### EXCERPTED RECORDS
____

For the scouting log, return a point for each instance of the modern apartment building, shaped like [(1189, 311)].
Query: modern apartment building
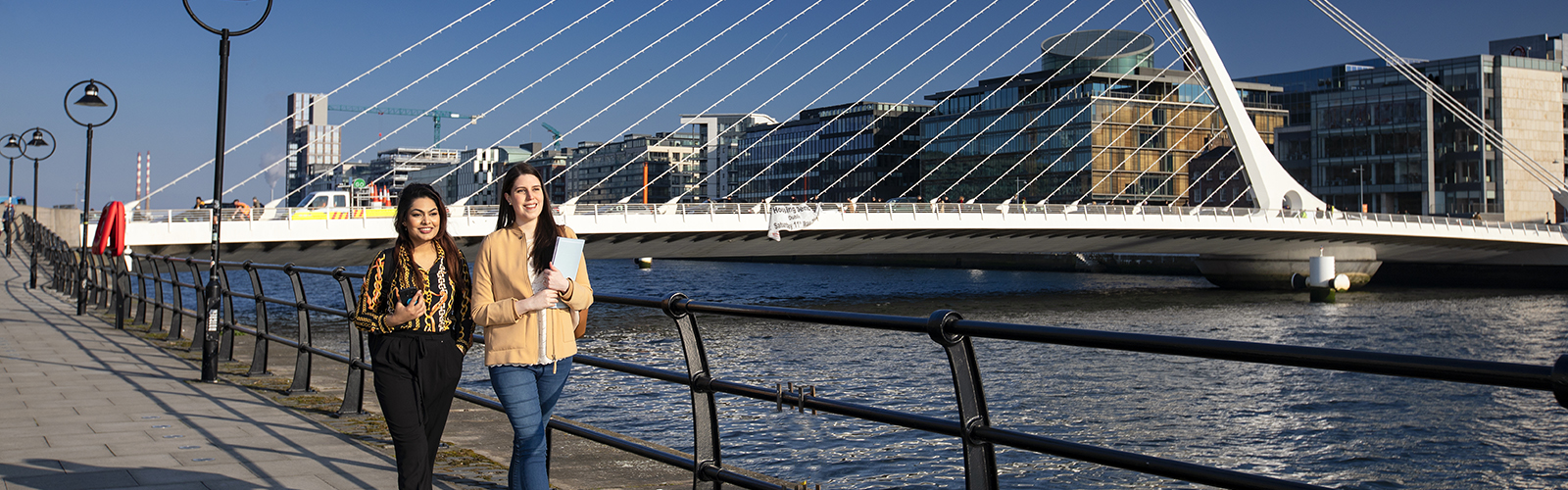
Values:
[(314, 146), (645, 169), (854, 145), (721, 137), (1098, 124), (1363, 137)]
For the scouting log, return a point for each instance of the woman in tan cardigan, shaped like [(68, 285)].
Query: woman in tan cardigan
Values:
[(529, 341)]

____

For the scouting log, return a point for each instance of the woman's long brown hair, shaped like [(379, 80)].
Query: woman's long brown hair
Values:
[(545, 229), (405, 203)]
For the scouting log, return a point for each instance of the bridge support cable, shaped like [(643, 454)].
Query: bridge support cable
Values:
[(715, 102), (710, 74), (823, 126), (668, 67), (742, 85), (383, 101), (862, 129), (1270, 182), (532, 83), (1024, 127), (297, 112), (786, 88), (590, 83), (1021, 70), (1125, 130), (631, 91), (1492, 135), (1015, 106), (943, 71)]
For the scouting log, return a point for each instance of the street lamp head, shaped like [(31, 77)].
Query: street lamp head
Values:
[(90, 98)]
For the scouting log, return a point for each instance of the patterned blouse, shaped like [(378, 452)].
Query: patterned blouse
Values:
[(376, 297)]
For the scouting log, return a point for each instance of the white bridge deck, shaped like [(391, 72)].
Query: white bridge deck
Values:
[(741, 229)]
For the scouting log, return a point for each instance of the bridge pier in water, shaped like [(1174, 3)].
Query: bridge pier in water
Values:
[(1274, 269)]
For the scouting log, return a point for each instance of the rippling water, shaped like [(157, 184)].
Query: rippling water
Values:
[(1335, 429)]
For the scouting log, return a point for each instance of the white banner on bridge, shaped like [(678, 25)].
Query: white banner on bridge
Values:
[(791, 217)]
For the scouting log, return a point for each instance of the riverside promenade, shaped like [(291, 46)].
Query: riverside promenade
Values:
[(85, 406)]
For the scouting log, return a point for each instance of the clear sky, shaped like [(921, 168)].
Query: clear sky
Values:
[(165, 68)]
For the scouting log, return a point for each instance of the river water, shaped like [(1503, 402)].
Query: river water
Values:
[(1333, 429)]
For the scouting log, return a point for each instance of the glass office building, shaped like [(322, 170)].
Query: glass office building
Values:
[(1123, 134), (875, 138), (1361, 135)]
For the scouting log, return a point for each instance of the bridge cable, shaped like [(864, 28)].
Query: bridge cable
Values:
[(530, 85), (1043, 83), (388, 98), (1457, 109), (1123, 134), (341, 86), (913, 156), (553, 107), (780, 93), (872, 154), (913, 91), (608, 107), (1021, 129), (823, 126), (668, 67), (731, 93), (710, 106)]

____

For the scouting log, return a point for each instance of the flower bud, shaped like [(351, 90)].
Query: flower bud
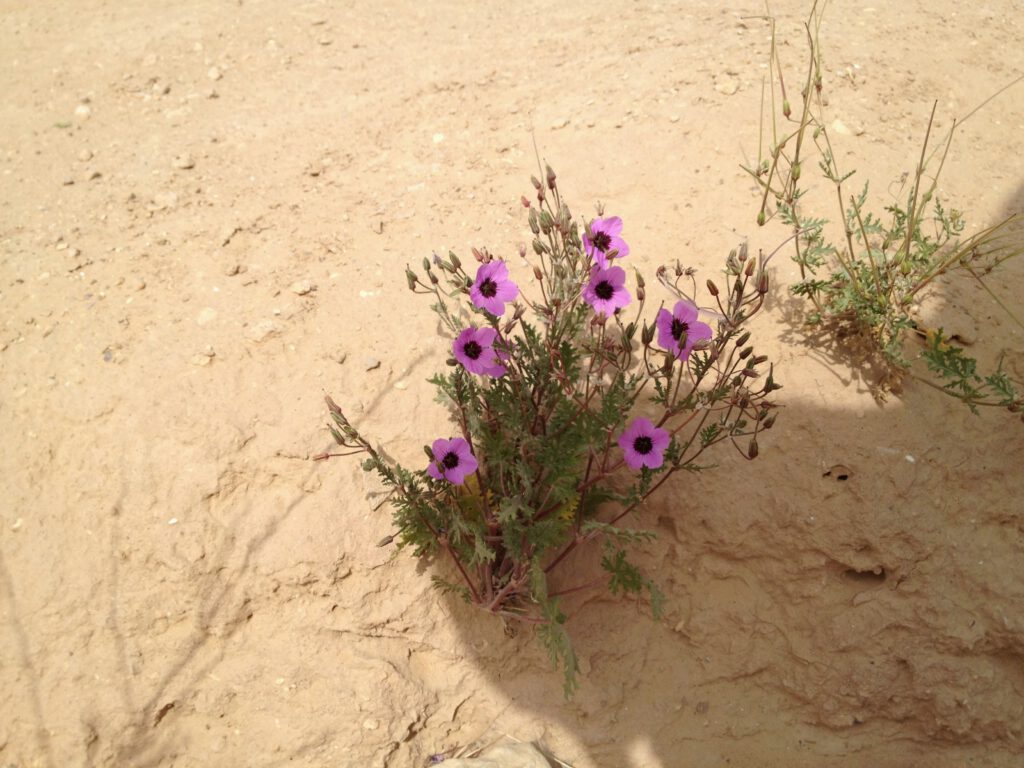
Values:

____

### SHORT TASK
Lay out as a numbered list the lines of the items starting at the line that contains "like [(678, 25)]." and ending at the line that contains "[(85, 406)]", both included, with blank lines left out.

### OUTPUT OF THE TASK
1. For the scouting log, return a point for each instance of the white banner on bridge, shaped like [(678, 25)].
2. Query: white banner on bridge
3. Values:
4. [(791, 217)]
5. For the scouting log, return a point for each instance of the riverside promenade, shaped like [(291, 46)].
6. Query: riverside promenade
7. Values:
8. [(85, 406)]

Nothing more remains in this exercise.